> Set problem
Return every line of the records below as a JSON list of strings, with one string per line and blank lines omitted.

> Data supplied
_____

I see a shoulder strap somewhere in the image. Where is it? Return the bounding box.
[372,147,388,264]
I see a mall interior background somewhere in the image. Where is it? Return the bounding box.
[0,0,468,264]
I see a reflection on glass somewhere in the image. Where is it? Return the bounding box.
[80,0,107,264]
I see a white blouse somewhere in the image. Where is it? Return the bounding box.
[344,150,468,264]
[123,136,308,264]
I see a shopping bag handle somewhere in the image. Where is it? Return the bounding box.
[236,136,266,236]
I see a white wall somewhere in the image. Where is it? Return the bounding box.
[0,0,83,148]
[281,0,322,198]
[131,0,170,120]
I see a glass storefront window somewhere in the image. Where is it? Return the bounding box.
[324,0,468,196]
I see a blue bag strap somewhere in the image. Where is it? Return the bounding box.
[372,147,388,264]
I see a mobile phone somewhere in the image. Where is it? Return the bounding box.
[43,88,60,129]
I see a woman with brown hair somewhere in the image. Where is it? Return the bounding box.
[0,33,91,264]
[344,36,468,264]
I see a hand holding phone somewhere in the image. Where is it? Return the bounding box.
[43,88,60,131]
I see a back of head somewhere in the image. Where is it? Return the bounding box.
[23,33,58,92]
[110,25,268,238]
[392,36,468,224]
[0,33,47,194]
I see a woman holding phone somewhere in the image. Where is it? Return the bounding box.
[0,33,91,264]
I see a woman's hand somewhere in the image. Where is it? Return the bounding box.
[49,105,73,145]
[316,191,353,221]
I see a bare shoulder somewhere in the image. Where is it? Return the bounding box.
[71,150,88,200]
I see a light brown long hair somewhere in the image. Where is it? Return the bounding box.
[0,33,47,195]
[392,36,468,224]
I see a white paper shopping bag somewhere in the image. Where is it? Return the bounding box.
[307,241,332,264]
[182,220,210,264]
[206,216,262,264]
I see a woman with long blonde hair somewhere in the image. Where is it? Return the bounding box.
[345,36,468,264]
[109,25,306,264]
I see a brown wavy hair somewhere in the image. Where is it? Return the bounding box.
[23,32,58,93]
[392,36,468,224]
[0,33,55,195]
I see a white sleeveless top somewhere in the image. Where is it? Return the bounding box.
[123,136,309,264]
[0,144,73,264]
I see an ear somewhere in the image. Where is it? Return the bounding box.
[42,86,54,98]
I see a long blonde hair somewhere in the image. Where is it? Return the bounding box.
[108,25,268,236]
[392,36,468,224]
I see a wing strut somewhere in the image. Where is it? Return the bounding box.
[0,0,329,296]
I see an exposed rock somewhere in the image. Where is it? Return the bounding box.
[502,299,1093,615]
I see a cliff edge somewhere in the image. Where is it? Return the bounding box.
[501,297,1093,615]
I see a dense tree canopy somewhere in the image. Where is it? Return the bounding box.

_____

> Correct response
[
  "I see a shoulder strap somewhere in the image. Where is it? Return the bounding box.",
  "[372,147,388,264]",
  "I see a mall interior background somewhere in the image. Where is it? Return the bounding box.",
  "[0,0,468,264]",
  "I see a reflection on glass somewhere in the image. Where is it? Return the bounding box.",
  "[80,0,107,264]",
  "I see a white blouse somewhere in the image. Where is it? Return the bounding box.",
  "[344,150,468,264]",
  "[123,136,308,264]",
  "I see a shopping bag handle somewhere in the image. Where is it? Return the bounding box.",
  "[236,136,266,236]",
  "I see a white wall somewhere in the image. Where is it? Return the bounding box.",
  "[0,0,83,148]",
  "[281,0,322,198]",
  "[131,0,170,120]",
  "I see a glass storefront window somewhere in the image. Where is it? Return the bounding box.",
  "[324,0,468,196]",
  "I see a blue bag strap somewhere in the image. Where is it? Return the bounding box.",
  "[372,147,388,264]",
  "I see a mobile phone somewhere in the image. Where is it? Return the bounding box.",
  "[43,88,60,129]",
  "I see a woman with brown hair somewhere in the image. Where is it? Return the bounding box.",
  "[0,33,91,264]",
  "[344,36,468,264]",
  "I see a hand holding phone somewhere in the image. Where is it? Return the bounding box.",
  "[43,88,60,131]",
  "I see a back of head somewhere in the image. Where is it? Return the bounding box.",
  "[23,33,58,92]",
  "[110,25,268,238]",
  "[392,36,468,224]",
  "[0,33,47,194]",
  "I see a woman holding phone somewhere in the image. Where is it? Return the bounding box.",
  "[0,33,91,264]",
  "I see a woman's hand somewhere in the image. Where is it? Return the bounding box.",
  "[49,105,73,145]",
  "[316,191,353,221]",
  "I see a bare shoulder somewhere in the image. Where is it? Return the bounding box.",
  "[71,150,88,200]",
  "I see a light brown long hair somewhere in the image. Where is it? Return the bounding box.",
  "[0,33,47,195]",
  "[392,36,468,224]",
  "I see a white paper shopping bag somewhere in the image. Where is it? Return the bounding box.",
  "[307,241,332,264]",
  "[182,220,210,264]",
  "[206,216,262,264]",
  "I see a woman with long blonde hair somewhere in the image. Where is it? Return the bounding box.",
  "[345,36,468,264]",
  "[109,25,306,264]",
  "I see a brown wavy hair somewhere in the image. Where is it? Return the bounding box.",
  "[23,32,58,93]",
  "[392,36,468,224]",
  "[0,33,55,195]",
  "I see a white sleeveless top somewhere in the image. Where is it? Return the bounding box.",
  "[123,136,309,264]",
  "[0,144,73,264]",
  "I see an ear somewhere in the image. Where is it? Return the bounding box.",
  "[42,86,54,98]",
  "I see a long blonde hair somewhere in the image. Where is it? Return the bounding box.",
  "[108,25,268,236]",
  "[392,36,468,224]",
  "I see a wing strut somewhere in the image. Where is it? Return the bounding box.",
  "[0,0,329,296]",
  "I see an exposed rock somewhere in the image. Where is it? Return the bounding box.",
  "[502,299,1093,615]",
  "I see a cliff edge somewhere in the image. Where is it? Return the bounding box.",
  "[501,297,1093,615]",
  "I see a dense tree canopy somewhere in the image. Where is it? Return the bounding box."
]